● SOURCE EXTRACT:
Lithium is commonly sold in compounds such as lithium carbonate used for batteries. Production is estimated to grow to 118,000 tonnes this year, 127,000 by 2012 and 300,000 by 2020, he said.

The growth, Mr. Lee said, will come from countries such as China and the United States where there are incentives and programs to promote the use of electric cars. China plans to spend $1.5-billion (U.S.) annually over the next 10 years to build infrastructure such as charging stations.

And in the U.S., the Obama administration, which wants to see one million electrical vehicles on the road by 2015, is looking to spur sales by replacing the existing $7,500 tax credit with a $7,500 rebate at the time of sale.

Existing lithium producers should meet growing demand in the near term, but many junior companies are poised to enter the market and new entrants could cause an oversupply, Mr. Lee cautioned.

How To Play It

The key is to investing in lithium companies is to focus on low-cost producers in case prices fall from oversupply, or ones with a by-product like potash, common in brine projects, to earn additional revenue or as a way of reducing operating costs, he said.

He has a "buy" on Talison Lithium with an 18-month target of $6.55 (Canadian) a share. This pure-play lithium producer is set to double production capacity by next year, and also has future growth potential in its brine projects in Chile, he said.

He also has "speculative buys" on Lithium One Inc. ; Lithium Americas Corp., Orocobre Ltd., Rodinia Lithium Inc. and Western Lithium Corp.

Dundee Securities mining analyst David Talbot is also bullish on rising demand for lithium. In the short term, the demand will mainly come from China, India and Indonesia for use in batteries to power electrical bicycles and mopeds in addition to cars, he said.

Lithium production should grow between 7 and 15 per cent annually and reach 240,000 to 270,000 tonnes by 2020, he suggested.

While the three big brine producers could "turn on the taps and expand production to almost match demand," there is still potential to make money given "fairly high lithium prices," Mr. Talbot said.

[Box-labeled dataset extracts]
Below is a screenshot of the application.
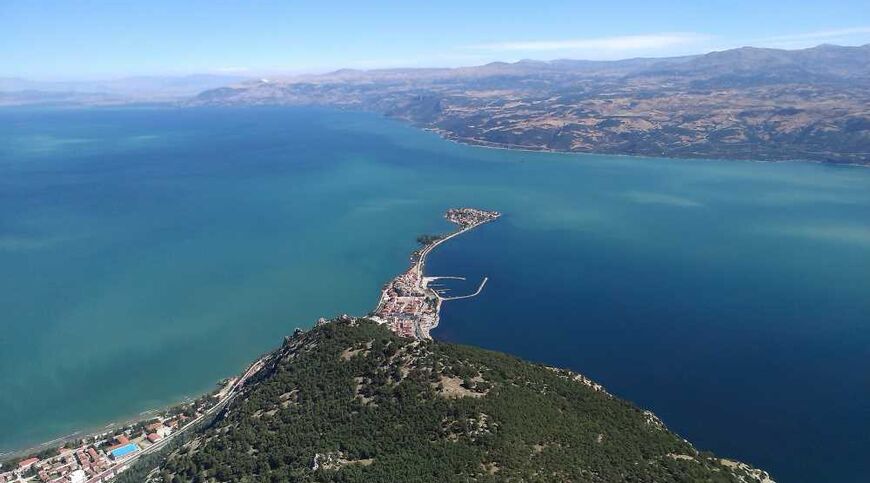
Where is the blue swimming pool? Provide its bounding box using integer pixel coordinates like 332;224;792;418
111;443;139;459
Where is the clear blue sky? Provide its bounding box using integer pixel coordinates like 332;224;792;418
0;0;870;79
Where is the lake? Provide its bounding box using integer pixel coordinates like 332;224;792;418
0;107;870;482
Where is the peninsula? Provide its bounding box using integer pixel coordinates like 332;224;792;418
0;208;773;483
370;208;501;339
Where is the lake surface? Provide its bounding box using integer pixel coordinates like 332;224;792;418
0;108;870;482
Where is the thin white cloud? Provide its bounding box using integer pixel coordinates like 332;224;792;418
213;67;249;74
466;32;710;52
755;27;870;44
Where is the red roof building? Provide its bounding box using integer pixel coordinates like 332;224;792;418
18;457;39;470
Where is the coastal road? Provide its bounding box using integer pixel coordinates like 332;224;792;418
94;354;271;483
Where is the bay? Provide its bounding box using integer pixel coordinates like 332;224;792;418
0;108;870;481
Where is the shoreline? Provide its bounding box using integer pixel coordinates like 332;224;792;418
0;209;501;462
370;208;501;339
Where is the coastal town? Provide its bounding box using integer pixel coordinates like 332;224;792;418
0;208;501;483
0;356;265;483
0;408;196;483
370;208;501;339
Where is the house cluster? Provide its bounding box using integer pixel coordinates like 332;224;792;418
0;414;188;483
374;268;438;337
372;208;501;339
444;208;501;229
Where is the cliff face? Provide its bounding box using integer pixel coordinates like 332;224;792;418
152;318;768;482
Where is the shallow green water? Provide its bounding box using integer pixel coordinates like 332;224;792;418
0;108;870;481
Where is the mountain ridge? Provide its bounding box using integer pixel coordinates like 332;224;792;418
126;316;772;483
187;45;870;165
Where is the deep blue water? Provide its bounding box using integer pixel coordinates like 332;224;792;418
0;108;870;482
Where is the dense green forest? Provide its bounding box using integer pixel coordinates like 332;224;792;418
151;319;766;482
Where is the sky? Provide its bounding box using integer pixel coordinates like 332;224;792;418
0;0;870;80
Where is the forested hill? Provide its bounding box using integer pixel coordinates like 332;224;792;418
140;318;767;482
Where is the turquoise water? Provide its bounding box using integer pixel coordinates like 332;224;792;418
0;108;870;481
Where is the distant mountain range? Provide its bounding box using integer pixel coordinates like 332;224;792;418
191;45;870;164
0;74;249;106
0;45;870;165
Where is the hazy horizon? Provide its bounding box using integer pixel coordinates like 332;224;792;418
0;0;870;81
0;42;870;84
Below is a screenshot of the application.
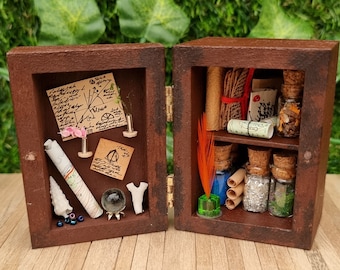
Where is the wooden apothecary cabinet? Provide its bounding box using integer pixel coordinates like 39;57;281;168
8;38;338;249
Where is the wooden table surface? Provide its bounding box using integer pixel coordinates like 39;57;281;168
0;174;340;270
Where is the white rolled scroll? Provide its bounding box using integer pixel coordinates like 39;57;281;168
227;119;274;139
44;139;104;218
126;182;148;215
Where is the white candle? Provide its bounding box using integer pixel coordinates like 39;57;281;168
44;139;104;218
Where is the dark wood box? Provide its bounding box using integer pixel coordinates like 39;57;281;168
8;44;168;248
8;38;338;249
173;38;338;249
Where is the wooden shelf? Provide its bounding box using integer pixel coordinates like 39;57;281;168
214;131;299;151
173;37;339;249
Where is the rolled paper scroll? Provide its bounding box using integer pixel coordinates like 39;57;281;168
225;196;243;210
227;182;244;200
44;139;104;218
205;67;224;130
227;168;246;188
126;182;148;215
227;119;274;139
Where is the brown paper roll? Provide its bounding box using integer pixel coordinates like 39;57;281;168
227;182;244;200
205;67;225;130
227;168;246;188
225;196;243;210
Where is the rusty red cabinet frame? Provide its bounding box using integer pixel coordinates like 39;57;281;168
8;37;338;249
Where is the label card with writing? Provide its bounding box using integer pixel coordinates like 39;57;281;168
90;138;134;180
46;73;126;140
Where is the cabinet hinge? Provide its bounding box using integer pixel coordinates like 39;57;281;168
165;86;173;122
166;174;174;208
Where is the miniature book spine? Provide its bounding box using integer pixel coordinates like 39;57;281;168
44;139;104;218
227;182;244;200
227;119;274;139
126;182;148;215
225;196;243;210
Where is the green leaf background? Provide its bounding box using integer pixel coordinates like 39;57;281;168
34;0;105;45
249;0;314;39
117;0;190;47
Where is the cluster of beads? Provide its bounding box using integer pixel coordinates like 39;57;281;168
57;213;84;227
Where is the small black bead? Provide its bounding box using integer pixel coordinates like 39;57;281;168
57;220;64;227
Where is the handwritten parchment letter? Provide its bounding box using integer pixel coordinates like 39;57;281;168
46;73;126;139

● SHORT PROBLEM 1: From the lithium article above, output everything from "The key is to" down to "costs, he said.".
● SHORT PROBLEM 2: Carry the lithium investment article forward with the next few paragraphs after its final sentence.

● TASK RESULT 1:
The key is to investing in lithium companies is to focus on low-cost producers in case prices fall from oversupply, or ones with a by-product like potash, common in brine projects, to earn additional revenue or as a way of reducing operating costs, he said.

● TASK RESULT 2:
Buying Opportunity

He estimates the price for lithium carbonate has risen to the $5,500- to $6,000-a-tonne range after FMC and Chemetall hiked prices by around 20 per cent on July 1. But it can be difficult to get a precise handle on prices because lithium is not traded on an exchange and prices stem from negotiated contracts, he said.

Because some lithium juniors are off 50 per cent amid the downdraft in commodity stocks this year, it is a better buying opportunity now, Mr. Talbot said.

He has a "speculative buy" on several lithium developers, including Rodinia Lithium, his top pick with a one-year target of $1 a share. Its main project is near FMC's brine deposit in Argentina, and the company has a strategic investment from one of China's largest battery materials providers.

Mr. Talbot also likes Nemaska Exploration Inc. Canada Lithium Corp., Orocobre and Lithium Americas.

While junior resource firms can provide plenty of upside, there's always the risk that they might fail to get financing and permits. Investors not concerned about a pure play in lithium might consider Global X Lithium ETF which tracks battery-makers as well as companies exploring for and producing lithium.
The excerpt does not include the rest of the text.